═════ Data extract

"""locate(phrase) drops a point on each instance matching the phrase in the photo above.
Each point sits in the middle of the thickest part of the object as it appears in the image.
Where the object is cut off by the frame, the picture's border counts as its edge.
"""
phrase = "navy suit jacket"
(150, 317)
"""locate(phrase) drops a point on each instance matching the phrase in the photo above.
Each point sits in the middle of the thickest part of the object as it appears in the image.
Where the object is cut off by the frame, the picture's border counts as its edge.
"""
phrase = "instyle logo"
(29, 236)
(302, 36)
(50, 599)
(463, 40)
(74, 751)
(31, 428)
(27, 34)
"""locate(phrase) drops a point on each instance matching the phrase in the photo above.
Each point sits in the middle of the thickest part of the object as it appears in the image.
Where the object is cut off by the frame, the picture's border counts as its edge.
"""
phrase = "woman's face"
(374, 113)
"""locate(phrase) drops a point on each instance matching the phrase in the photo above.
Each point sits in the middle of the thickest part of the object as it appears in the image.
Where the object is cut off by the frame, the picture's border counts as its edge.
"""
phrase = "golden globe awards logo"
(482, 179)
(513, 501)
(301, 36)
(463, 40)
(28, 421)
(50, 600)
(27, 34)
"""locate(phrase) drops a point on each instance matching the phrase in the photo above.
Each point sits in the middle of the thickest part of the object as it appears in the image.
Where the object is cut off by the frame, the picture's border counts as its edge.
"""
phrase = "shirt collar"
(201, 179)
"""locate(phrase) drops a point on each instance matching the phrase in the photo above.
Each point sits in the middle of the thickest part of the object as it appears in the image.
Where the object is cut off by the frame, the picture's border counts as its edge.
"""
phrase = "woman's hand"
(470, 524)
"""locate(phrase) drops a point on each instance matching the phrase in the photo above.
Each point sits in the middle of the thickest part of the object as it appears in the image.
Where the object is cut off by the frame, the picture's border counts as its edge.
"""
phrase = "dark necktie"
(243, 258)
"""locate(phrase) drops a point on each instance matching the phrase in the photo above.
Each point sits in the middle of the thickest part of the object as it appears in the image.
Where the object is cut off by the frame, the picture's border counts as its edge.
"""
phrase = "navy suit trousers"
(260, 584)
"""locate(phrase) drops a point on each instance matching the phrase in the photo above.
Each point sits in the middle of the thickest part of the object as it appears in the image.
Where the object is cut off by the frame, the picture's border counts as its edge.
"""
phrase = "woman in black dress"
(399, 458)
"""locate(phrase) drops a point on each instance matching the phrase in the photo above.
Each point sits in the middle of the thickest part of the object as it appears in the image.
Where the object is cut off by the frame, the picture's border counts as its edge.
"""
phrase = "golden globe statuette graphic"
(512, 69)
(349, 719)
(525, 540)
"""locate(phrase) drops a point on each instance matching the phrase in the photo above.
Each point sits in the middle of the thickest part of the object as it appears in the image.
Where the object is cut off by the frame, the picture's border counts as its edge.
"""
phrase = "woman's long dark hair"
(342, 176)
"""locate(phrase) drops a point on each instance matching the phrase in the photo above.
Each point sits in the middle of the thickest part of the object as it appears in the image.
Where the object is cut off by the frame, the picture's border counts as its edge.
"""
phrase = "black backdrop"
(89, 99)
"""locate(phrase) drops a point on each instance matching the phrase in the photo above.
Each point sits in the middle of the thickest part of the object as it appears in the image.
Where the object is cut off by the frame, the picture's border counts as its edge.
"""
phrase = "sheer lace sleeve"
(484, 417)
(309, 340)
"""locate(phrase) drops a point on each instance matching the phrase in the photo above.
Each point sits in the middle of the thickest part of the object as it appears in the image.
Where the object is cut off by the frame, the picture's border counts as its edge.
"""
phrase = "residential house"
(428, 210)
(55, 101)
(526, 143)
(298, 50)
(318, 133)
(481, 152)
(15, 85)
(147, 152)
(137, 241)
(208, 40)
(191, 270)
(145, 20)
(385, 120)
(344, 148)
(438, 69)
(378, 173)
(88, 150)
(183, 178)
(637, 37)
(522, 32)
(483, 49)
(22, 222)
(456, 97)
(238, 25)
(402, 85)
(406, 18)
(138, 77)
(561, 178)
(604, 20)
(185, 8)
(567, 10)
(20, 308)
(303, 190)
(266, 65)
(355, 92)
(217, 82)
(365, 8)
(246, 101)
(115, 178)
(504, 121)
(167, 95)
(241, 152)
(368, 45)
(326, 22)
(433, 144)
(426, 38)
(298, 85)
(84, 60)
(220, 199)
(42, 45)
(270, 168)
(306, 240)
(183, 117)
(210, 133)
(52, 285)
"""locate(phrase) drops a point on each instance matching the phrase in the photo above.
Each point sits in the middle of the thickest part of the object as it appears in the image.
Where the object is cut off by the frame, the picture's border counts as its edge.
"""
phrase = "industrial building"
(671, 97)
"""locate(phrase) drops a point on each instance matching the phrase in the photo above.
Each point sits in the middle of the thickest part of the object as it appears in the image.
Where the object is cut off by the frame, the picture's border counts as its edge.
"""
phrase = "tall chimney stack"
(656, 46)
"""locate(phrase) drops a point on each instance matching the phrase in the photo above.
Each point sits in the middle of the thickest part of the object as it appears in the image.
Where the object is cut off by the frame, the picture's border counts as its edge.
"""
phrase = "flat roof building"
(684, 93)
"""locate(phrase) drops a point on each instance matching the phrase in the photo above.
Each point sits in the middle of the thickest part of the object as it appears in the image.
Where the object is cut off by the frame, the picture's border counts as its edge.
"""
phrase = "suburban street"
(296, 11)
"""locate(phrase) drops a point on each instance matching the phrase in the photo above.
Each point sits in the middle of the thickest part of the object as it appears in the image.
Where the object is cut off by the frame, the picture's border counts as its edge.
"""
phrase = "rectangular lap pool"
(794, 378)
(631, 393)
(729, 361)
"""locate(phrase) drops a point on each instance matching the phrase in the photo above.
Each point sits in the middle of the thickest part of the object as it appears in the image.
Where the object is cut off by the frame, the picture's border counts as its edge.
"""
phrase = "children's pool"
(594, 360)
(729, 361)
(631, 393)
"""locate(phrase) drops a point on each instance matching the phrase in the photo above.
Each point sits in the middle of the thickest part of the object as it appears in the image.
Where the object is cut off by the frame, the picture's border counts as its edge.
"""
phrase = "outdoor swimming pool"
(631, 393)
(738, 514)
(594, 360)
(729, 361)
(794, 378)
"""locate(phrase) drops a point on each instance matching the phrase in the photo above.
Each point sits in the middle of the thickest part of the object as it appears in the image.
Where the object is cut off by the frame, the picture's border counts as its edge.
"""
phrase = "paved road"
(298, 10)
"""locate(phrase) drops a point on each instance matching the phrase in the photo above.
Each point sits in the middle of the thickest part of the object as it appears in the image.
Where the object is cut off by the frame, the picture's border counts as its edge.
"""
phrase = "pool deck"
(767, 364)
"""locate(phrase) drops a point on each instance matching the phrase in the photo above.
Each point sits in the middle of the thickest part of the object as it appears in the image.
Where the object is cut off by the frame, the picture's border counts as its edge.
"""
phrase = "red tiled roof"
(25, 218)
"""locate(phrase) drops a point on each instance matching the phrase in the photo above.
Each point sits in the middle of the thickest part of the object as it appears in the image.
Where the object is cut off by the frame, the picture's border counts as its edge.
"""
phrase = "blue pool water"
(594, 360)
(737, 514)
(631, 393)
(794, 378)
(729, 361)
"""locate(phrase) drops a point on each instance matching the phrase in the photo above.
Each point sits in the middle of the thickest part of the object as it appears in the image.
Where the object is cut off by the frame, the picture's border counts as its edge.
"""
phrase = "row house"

══════════

Given problem - Return what is listed above, exactly and completely.

Exercise answer -
"""locate(phrase) drops a point on each instance matching the phrase in the photo above.
Each point sits in the middle of the thickest part of the object as it appears in the image.
Where the object is cut off by the frame, the picture's border counts as its edge.
"""
phrase = "navy suit jacket"
(150, 317)
"""locate(phrase) drops a point on each instance matching the phrase in the photo above.
Each point sits in the middle of the thickest part of the object as it appears in the image.
Where the object is cut off by the frame, the picture's border counts as its edge.
"""
phrase = "instyle logo"
(29, 236)
(302, 36)
(50, 599)
(463, 40)
(74, 751)
(31, 428)
(27, 34)
"""locate(phrase) drops a point on each instance matching the phrase in the photo above.
Each point sits in the middle of the thickest part of the object as it appears in the image.
Where the object is cut off by the frame, the picture's border counts as its edge.
"""
phrase = "woman's face"
(374, 113)
"""locate(phrase) drops a point on each instance matching the phrase in the photo above.
Each point sits in the middle of the thickest part of the object as it appears in the image.
Where the object is cut off by the frame, the picture's border counts as its edge.
"""
phrase = "golden globe awards logo"
(482, 179)
(513, 501)
(301, 36)
(463, 40)
(28, 421)
(50, 600)
(27, 34)
"""locate(phrase) drops a point on each instance matching the phrase in the photo above.
Each point sits in the middle of the thickest part of the object as it appears in the image.
Where the object is cut off by the frame, the picture's border counts as its edge.
"""
phrase = "shirt collar"
(201, 179)
"""locate(phrase) drops a point on each instance matching the phrase in the photo above.
Each point sits in the middle of the thickest part of the object as it appears in the image.
Where the object is cut off by the frame, the picture's border counts as its edge.
"""
phrase = "woman's hand"
(470, 524)
"""locate(phrase) drops a point on each instance matching the phrase in the photo above.
Each point sits in the middle of the thickest part of the object as it appears in the image.
Where the object is cut off by the frame, the picture's border counts as its edge.
"""
phrase = "dark necktie"
(243, 258)
"""locate(phrase) drops a point on each instance matching the phrase in the photo above.
Each point sits in the middle of the thickest part of the object as it appears in the image.
Where the object is cut off by the frame, the picture's border counts as its edge.
"""
phrase = "navy suit trousers"
(260, 584)
"""locate(phrase) drops a point on each instance matching the phrase in the photo above.
Each point sits in the middle of the thickest part of the object as it appears in the image.
Where the object is cut off by the frame, the picture's border counts as its edge.
"""
phrase = "woman in black dress"
(399, 458)
"""locate(phrase) drops a point on each instance matching the phrase in the photo above.
Each point sits in the middle of the thickest part of the object as it appears in the image.
Where the object is cut off by the frame, the picture's border counts as its edge.
"""
phrase = "golden globe statuette graphic"
(512, 69)
(349, 719)
(525, 540)
"""locate(phrase) drops a point on each instance matching the phrase in the photo above.
Each point sits in the middle of the thickest part of the object as it appears in the image.
Where the object is cut off by the frame, the picture's border counts as its edge.
"""
phrase = "woman's long dark hair"
(342, 176)
"""locate(phrase) drops a point on each instance matching the phrase in the photo above.
Each point sits in the middle of the thickest part of the object as it appears in the image.
Where the object is cut off by the frame, the picture's border counts as its edge.
"""
phrase = "black backdrop"
(89, 99)
"""locate(phrase) drops a point on each instance matching the phrase in the photo above.
Each point sits in the middle of the thickest part of the object as it appears in the image.
Where the object is cut off by the frame, the picture's border counts as its edge.
"""
phrase = "sheer lace sleeve"
(484, 417)
(309, 340)
"""locate(phrase) drops a point on each instance matching the phrase in the photo above.
Each point sits in the middle of the thickest part of the object as it appears in the image.
Where the object is cut off by the frame, the picture's border counts as its edge.
"""
phrase = "residential house"
(428, 210)
(55, 101)
(526, 143)
(298, 50)
(318, 133)
(481, 152)
(15, 85)
(147, 152)
(137, 241)
(208, 40)
(191, 270)
(145, 20)
(385, 120)
(344, 148)
(438, 69)
(378, 173)
(88, 150)
(183, 178)
(637, 37)
(522, 32)
(483, 49)
(22, 222)
(456, 97)
(238, 25)
(402, 85)
(406, 18)
(138, 77)
(561, 178)
(604, 20)
(185, 8)
(567, 10)
(20, 308)
(303, 190)
(266, 65)
(355, 92)
(217, 82)
(365, 8)
(246, 101)
(115, 178)
(504, 121)
(167, 95)
(241, 152)
(368, 45)
(326, 22)
(433, 144)
(426, 38)
(298, 85)
(84, 60)
(220, 199)
(42, 45)
(270, 168)
(306, 240)
(183, 117)
(210, 133)
(52, 285)
"""locate(phrase) drops a point on each instance matching the phrase in the photo above.
Each point sits in the middle of the thickest part of the object as it appears in the image.
Where the object is cut off by the frame, the picture's border counts as its edge.
"""
phrase = "industrial building"
(671, 97)
"""locate(phrase) drops a point on each instance matching the phrase in the photo above.
Each point sits in the middle of the thickest part of the object as it appears in the image.
Where the object is cut off by the frame, the picture's border counts as its edge.
"""
phrase = "tall chimney stack"
(656, 46)
"""locate(phrase) drops a point on each instance matching the phrase in the photo above.
Each point sits in the middle of the thickest part of the object as it appears in the image.
Where the object is cut off by the frame, the picture's border counts as its edge.
"""
phrase = "flat roof building"
(684, 93)
"""locate(phrase) drops a point on each instance matching the phrase in the photo above.
Each point sits in the middle of the thickest part of the object as it appears in the image.
Where the object is cut off by the frame, the picture's border counts as its edge.
"""
phrase = "suburban street"
(296, 11)
"""locate(phrase) drops a point on each instance matching the phrase in the photo above.
Each point sits in the middle of the thickest part of the object as it appears in the image.
Where the object is cut off by the frame, the picture's border counts as its edge.
"""
phrase = "rectangular lap pool"
(794, 378)
(631, 393)
(729, 361)
"""locate(phrase) drops a point on each instance matching the phrase in the photo above.
Each point sits in the middle of the thickest part of the object as it appears in the image.
Where the object is cut off by the frame, the picture's border counts as its edge.
"""
phrase = "children's pool"
(594, 360)
(729, 361)
(631, 393)
"""locate(phrase) drops a point on each instance matching the phrase in the photo above.
Each point sits in the middle of the thickest part of the object as it appears in the image.
Where the object is cut off by the frame, the picture's border counts as its edge.
"""
phrase = "outdoor swimming pool"
(631, 393)
(738, 514)
(594, 360)
(729, 361)
(794, 378)
"""locate(phrase) drops a point on each instance matching the phrase in the photo above.
Each point sits in the middle of the thickest part of the object as it appears in the image.
Where the object is cut off by the frame, the picture's border counts as its edge.
"""
phrase = "paved road"
(298, 10)
"""locate(phrase) drops a point on each instance matching the phrase in the photo above.
Each point sits in the middle of the thickest part of the object as it appears in the image.
Where the object is cut off by the frame, the picture's border counts as its edge.
"""
phrase = "pool deck"
(767, 364)
"""locate(phrase) drops a point on each instance matching the phrase in the photo above.
Each point sits in the middle of the thickest part of the object as it appears in the image.
Where the object is cut off by the frame, the picture's border counts as its edge.
"""
phrase = "red tiled roof"
(25, 218)
"""locate(phrase) drops a point on each instance matching the phrase in the photo above.
Each point sits in the middle of the thickest part of the object as it appears in the image.
Where the object is cut off by the frame, the picture's border counts as its edge.
"""
phrase = "blue pool water"
(594, 360)
(737, 514)
(631, 393)
(794, 378)
(729, 361)
"""locate(phrase) drops a point on each instance matching the phrase in the photo above.
Each point sits in the middle of the thickest part of the object as it appears in the image.
Where the object is cut off by the frame, the picture's border counts as its edge.
"""
phrase = "row house"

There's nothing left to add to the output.